_INSTRUCTIONS FOR THE TASK_: The entries that follow should be written out exactly.

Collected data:
■ ■ ■ ■ ■

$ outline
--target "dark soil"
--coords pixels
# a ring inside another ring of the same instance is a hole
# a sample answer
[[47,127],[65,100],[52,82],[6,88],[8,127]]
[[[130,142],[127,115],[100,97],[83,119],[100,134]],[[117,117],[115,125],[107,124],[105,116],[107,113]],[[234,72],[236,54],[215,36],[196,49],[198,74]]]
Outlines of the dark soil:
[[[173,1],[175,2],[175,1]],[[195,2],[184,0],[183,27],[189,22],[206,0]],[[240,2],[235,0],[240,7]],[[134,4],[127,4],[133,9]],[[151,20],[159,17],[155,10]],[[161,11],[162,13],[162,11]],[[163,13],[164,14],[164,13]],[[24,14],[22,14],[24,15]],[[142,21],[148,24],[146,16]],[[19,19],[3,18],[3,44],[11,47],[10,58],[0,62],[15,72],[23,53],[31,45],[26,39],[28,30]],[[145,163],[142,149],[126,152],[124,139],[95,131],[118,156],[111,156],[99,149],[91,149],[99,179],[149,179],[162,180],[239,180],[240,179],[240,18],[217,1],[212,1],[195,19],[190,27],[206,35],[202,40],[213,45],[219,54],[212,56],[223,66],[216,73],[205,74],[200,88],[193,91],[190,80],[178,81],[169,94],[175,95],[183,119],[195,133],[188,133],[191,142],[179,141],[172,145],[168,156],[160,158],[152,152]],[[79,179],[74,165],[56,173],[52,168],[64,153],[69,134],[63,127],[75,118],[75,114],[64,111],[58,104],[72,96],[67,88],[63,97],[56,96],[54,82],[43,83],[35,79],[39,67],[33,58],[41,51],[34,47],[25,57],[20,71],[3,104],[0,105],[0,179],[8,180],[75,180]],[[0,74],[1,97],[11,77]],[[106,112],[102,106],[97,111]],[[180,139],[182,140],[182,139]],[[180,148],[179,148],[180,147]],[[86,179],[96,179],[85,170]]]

■ ■ ■ ■ ■

_ANSWER BELOW_:
$ outline
--target "dark soil"
--coords pixels
# a ring inside another ring of the same instance is a hole
# a sample answer
[[47,127],[65,100],[52,82],[6,88],[8,127]]
[[[130,142],[127,115],[100,97],[83,119],[100,134]],[[117,117],[115,125],[107,124],[105,116],[107,113]],[[234,72],[236,54],[215,36],[196,49],[198,74]]]
Outlines of the dark soil:
[[[173,1],[175,2],[175,1]],[[195,2],[184,0],[183,27],[189,22],[206,0]],[[240,2],[235,0],[240,7]],[[134,4],[127,4],[133,9]],[[151,20],[159,17],[155,10]],[[161,11],[162,13],[162,11]],[[163,13],[164,14],[164,13]],[[24,14],[22,14],[24,15]],[[142,21],[148,24],[146,16]],[[19,19],[3,18],[3,44],[11,47],[10,58],[0,62],[15,72],[23,53],[31,45],[26,39],[28,30]],[[145,163],[142,149],[126,152],[124,139],[95,131],[118,156],[111,156],[99,149],[91,149],[99,179],[149,179],[162,180],[239,180],[240,179],[240,18],[217,1],[212,1],[195,19],[190,27],[206,35],[202,40],[213,45],[219,54],[212,56],[223,66],[216,73],[205,74],[200,88],[193,91],[190,80],[178,81],[169,94],[175,95],[183,119],[195,133],[188,133],[191,142],[179,141],[172,145],[168,156],[160,158],[152,152]],[[79,179],[74,165],[56,173],[52,168],[64,153],[69,134],[63,127],[75,118],[75,114],[64,111],[58,104],[72,96],[67,88],[63,97],[56,96],[54,82],[43,83],[35,79],[39,67],[33,58],[41,51],[34,47],[25,57],[20,71],[3,104],[0,105],[0,179],[8,180],[75,180]],[[0,74],[1,97],[11,77]],[[106,112],[102,106],[97,111]],[[180,139],[182,140],[182,139]],[[180,148],[179,148],[180,147]],[[86,179],[96,179],[85,170]]]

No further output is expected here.